[Point-per-instance localization data]
● ● ● ● ● ● ●
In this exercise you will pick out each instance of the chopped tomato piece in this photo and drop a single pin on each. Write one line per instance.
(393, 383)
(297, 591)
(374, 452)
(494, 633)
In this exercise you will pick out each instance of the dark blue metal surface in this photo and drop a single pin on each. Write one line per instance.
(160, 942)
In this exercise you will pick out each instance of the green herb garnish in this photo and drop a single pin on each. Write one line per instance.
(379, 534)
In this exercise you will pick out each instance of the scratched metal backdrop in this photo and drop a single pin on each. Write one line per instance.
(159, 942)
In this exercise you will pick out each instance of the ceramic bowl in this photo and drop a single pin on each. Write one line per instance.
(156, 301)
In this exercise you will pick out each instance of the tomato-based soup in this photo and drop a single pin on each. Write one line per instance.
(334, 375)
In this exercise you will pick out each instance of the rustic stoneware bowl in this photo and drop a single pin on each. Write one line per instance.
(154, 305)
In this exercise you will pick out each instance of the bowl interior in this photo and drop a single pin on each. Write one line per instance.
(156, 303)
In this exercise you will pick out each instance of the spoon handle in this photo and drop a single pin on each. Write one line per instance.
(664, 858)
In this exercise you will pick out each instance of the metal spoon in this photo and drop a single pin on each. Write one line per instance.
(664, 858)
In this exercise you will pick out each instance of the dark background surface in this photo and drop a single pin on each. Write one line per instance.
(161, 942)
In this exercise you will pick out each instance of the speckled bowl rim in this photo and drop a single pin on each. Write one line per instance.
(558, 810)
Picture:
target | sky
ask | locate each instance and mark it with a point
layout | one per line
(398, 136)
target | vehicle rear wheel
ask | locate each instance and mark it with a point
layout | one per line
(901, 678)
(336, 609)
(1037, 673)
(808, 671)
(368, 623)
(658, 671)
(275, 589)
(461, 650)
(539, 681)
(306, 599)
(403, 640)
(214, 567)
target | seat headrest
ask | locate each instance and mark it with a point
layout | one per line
● ● ● ● ● ● ●
→ Task objective
Transcribe exactly the lines from the one containing "target | vehicle rear wheel" through the end of the records, both included, and nothing else.

→ Exercise result
target | vehicle rear wheel
ask | locate each instance and mark it with a point
layout | one per line
(901, 678)
(336, 609)
(1037, 673)
(808, 671)
(368, 623)
(658, 671)
(275, 589)
(461, 650)
(539, 681)
(306, 599)
(403, 640)
(214, 567)
target | seat headrest
ask | locate each instance and mark it with a point
layout | one per line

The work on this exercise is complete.